11. Streaming vs Buffering
Buffering is simpler but can be expensive.
Examples:
byte[] file = service.loadFile(id);
return Response.ok(file).build();
This loads whole file into memory.
Better for large payload:
@GET
@Path("/{id}/content")
public Response download(@PathParam("id") String id) {
StreamingOutput stream = output -> {
documentService.copyContentTo(id, output);
};
return Response.ok(stream)
.type("application/pdf")
.header("Content-Disposition", "attachment; filename=\"document.pdf\"")
.build();
}
But streaming has its own constraints:
- error after partial response is hard to report as JSON,
- client speed affects write duration,
- output stream errors must be logged,
- resource cleanup must be reliable,
- timeout behavior must be tested.
Use streaming for large payloads; use small DTOs for normal JSON.
12. Threading Model
Classic Jakarta REST request handling is often thread-per-request from a container-managed pool.
Simplified:
1 request = 1 container request thread until response completes
If resource method blocks on DB or external HTTP call, thread is occupied.
This model is simple and works well with bounded pools, but can suffer when:
- downstream latency increases,
- too many concurrent blocking calls,
- request timeout too high,
- retries multiply load,
- DB pool is small and request threads pile up waiting.

▸ **GIVEN REQUEST 1**
Quote the excerpt on streaming and threading in full, word for word.
The text and the entries below it come from unrelated sources.

▸ **GIVEN DATA**
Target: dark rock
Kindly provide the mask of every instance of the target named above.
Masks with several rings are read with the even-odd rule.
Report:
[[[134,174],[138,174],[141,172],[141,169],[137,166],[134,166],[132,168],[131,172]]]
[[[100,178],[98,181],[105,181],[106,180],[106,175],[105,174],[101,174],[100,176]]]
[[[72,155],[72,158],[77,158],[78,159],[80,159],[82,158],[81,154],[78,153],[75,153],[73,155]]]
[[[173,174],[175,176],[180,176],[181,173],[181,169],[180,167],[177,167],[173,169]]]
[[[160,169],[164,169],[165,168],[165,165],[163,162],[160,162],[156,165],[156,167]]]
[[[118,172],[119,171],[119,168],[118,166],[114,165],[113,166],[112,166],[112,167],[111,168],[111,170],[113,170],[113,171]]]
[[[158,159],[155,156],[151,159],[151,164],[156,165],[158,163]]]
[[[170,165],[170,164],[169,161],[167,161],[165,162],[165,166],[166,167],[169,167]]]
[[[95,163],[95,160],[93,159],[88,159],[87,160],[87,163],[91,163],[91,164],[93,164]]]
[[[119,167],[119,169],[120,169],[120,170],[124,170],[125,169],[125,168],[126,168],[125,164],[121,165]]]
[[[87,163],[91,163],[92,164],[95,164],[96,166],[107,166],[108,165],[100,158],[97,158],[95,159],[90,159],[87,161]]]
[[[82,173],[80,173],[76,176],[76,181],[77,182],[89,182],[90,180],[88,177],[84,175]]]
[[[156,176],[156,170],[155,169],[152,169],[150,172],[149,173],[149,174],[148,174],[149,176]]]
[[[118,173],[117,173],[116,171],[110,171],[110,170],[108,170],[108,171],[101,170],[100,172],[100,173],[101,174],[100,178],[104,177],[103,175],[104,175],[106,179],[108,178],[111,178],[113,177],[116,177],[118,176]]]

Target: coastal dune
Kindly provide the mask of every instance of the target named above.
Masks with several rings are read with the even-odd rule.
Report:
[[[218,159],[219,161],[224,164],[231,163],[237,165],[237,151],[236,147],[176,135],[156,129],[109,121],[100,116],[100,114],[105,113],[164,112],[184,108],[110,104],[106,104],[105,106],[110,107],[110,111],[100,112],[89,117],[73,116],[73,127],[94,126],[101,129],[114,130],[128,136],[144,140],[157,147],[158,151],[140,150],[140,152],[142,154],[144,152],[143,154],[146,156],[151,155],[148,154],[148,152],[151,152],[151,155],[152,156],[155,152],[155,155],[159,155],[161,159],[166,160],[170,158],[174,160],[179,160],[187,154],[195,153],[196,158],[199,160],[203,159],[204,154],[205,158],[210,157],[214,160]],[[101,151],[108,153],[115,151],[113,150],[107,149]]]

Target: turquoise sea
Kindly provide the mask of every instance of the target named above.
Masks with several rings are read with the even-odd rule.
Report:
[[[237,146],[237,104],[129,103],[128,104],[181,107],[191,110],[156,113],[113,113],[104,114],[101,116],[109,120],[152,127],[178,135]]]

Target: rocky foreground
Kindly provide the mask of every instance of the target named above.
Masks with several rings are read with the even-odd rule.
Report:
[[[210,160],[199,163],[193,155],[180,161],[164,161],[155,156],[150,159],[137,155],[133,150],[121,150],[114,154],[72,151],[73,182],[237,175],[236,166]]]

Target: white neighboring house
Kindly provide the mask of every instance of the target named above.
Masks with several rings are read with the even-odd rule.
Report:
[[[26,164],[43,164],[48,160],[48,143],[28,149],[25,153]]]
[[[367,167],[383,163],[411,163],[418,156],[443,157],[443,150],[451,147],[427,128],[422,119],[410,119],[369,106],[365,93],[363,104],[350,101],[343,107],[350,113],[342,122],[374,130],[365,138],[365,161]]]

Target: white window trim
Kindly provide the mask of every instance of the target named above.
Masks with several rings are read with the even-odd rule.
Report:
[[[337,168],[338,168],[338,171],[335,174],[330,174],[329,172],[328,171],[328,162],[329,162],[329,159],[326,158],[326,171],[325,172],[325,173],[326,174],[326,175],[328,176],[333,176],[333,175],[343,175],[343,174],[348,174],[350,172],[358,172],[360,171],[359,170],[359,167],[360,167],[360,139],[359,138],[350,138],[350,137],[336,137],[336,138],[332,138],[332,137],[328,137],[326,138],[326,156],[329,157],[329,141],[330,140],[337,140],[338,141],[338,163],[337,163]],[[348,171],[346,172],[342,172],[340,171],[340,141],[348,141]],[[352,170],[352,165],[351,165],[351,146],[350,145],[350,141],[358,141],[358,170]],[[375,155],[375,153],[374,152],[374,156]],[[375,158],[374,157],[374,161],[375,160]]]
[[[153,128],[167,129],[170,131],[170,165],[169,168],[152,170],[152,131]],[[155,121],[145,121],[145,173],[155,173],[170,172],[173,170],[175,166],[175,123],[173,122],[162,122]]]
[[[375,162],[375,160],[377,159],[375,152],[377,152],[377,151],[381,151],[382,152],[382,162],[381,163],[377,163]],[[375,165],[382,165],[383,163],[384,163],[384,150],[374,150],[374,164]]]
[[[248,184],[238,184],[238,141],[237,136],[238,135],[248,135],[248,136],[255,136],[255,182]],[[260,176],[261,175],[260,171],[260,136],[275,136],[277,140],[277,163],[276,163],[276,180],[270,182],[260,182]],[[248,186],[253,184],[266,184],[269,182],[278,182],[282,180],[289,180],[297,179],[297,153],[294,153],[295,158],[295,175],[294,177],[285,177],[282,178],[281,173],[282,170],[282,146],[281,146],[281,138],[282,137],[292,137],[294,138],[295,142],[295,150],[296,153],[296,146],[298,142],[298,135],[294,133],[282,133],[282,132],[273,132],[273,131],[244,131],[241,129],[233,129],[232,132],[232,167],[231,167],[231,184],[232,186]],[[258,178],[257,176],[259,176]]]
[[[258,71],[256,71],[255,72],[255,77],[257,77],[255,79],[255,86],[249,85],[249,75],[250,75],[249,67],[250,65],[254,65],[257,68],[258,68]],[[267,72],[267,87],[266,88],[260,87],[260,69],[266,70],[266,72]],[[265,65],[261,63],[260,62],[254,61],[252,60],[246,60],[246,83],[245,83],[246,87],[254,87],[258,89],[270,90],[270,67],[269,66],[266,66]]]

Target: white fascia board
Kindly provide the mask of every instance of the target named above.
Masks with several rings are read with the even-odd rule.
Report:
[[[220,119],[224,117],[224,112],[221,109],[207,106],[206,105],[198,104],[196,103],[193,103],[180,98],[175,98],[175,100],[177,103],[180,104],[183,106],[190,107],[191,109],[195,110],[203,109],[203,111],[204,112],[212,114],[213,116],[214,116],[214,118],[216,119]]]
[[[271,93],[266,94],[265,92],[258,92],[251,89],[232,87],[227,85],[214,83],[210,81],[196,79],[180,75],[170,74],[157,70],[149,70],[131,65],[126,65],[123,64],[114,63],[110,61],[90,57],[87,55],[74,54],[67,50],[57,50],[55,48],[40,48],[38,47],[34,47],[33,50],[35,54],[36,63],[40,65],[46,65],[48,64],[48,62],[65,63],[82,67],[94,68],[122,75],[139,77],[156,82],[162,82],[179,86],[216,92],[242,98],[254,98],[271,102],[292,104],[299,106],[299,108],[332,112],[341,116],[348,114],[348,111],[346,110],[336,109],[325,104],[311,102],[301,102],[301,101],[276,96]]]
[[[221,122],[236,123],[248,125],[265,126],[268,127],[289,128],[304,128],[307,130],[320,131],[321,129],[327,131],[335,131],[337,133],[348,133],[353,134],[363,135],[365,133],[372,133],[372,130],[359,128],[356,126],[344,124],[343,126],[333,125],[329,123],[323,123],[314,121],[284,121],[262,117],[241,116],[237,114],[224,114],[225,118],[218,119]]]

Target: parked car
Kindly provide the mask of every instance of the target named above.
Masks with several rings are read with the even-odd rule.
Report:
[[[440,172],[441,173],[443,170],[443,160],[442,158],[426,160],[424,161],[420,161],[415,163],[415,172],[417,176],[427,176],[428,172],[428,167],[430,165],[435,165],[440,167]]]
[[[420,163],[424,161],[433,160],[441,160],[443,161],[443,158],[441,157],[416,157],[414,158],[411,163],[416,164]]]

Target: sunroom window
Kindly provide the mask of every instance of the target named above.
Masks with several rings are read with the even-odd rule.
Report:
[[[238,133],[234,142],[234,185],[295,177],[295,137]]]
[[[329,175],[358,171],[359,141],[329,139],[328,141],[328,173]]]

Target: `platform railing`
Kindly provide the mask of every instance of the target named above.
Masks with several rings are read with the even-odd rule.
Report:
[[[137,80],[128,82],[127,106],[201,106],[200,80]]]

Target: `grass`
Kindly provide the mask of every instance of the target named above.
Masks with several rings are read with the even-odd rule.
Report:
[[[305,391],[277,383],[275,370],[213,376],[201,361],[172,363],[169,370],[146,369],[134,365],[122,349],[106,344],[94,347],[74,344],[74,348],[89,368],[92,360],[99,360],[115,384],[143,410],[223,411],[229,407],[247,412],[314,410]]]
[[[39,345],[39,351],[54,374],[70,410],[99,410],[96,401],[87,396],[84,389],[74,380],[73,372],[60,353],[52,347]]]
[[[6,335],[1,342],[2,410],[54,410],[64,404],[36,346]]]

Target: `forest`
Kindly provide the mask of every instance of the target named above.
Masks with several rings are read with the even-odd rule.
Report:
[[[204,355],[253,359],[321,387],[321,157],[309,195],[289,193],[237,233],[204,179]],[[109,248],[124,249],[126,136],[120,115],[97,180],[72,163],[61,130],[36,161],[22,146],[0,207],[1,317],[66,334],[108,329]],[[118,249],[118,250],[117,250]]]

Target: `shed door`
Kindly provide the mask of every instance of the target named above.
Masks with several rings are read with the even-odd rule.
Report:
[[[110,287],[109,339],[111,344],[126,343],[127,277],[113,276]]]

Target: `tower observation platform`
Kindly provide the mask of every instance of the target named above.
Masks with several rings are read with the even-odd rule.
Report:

▸ **GIVEN REQUEST 2**
Convert the entries into a Markdown table with columns named Row and Line. Cover everything from the line containing "Target: sunroom window" down to the end of the entries, and leave out blank lines.

▸ **CORRECT ANSWER 1**
11. Streaming vs Buffering
Buffering is simpler but can be expensive.
Examples:
byte[] file = service.loadFile(id);
return Response.ok(file).build();
This loads whole file into memory.
Better for large payload:
@GET
@Path("/{id}/content")
public Response download(@PathParam("id") String id) {
StreamingOutput stream = output -> {
documentService.copyContentTo(id, output);
};
return Response.ok(stream)
.type("application/pdf")
.header("Content-Disposition", "attachment; filename=\"document.pdf\"")
.build();
}
But streaming has its own constraints:
- error after partial response is hard to report as JSON,
- client speed affects write duration,
- output stream errors must be logged,
- resource cleanup must be reliable,
- timeout behavior must be tested.
Use streaming for large payloads; use small DTOs for normal JSON.
12. Threading Model
Classic Jakarta REST request handling is often thread-per-request from a container-managed pool.
Simplified:
1 request = 1 container request thread until response completes
If resource method blocks on DB or external HTTP call, thread is occupied.
This model is simple and works well with bounded pools, but can suffer when:
- downstream latency increases,
- too many concurrent blocking calls,
- request timeout too high,
- retries multiply load,
- DB pool is small and request threads pile up waiting.

▸ **CORRECT ANSWER 2**
| Row | Line |
|---|---|
| 1 | Target: sunroom window |
| 2 | Kindly provide the mask of every instance of the target named above. |
| 3 | Masks with several rings are read with the even-odd rule. |
| 4 | Report: |
| 5 | [[[238,133],[234,142],[234,185],[295,177],[295,137]]] |
| 6 | [[[329,175],[358,171],[359,141],[329,139],[328,141],[328,173]]] |
| 7 | Target: `platform railing` |
| 8 | Kindly provide the mask of every instance of the target named above. |
| 9 | Masks with several rings are read with the even-odd rule. |
| 10 | Report: |
| 11 | [[[137,80],[128,82],[127,106],[201,106],[200,80]]] |
| 12 | Target: `grass` |
| 13 | Kindly provide the mask of every instance of the target named above. |
| 14 | Masks with several rings are read with the even-odd rule. |
| 15 | Report: |
| 16 | [[[305,391],[277,383],[275,370],[213,376],[201,361],[172,363],[169,370],[146,369],[134,365],[122,349],[106,344],[94,347],[74,344],[74,348],[89,368],[92,360],[99,360],[115,384],[143,410],[223,411],[229,407],[247,412],[314,410]]] |
| 17 | [[[39,345],[39,351],[54,374],[70,410],[99,410],[96,401],[87,396],[84,389],[74,380],[73,372],[60,353],[52,347]]] |
| 18 | [[[6,335],[1,342],[2,410],[54,410],[64,404],[36,346]]] |
| 19 | Target: `forest` |
| 20 | Kindly provide the mask of every instance of the target named above. |
| 21 | Masks with several rings are read with the even-odd rule. |
| 22 | Report: |
| 23 | [[[204,355],[253,359],[321,387],[321,157],[309,195],[289,193],[237,233],[204,179]],[[109,248],[124,249],[126,136],[120,115],[97,180],[72,163],[61,130],[36,161],[22,146],[0,207],[1,317],[66,334],[108,329]],[[118,249],[118,250],[117,250]]] |
| 24 | Target: `shed door` |
| 25 | Kindly provide the mask of every instance of the target named above. |
| 26 | Masks with several rings are read with the even-odd rule. |
| 27 | Report: |
| 28 | [[[110,287],[109,339],[111,344],[126,343],[127,277],[113,276]]] |
| 29 | Target: `tower observation platform` |
| 30 | Kindly provide the mask of every instance of the target named above. |
| 31 | Masks with several rings are read with the even-odd rule. |
| 32 | Report: |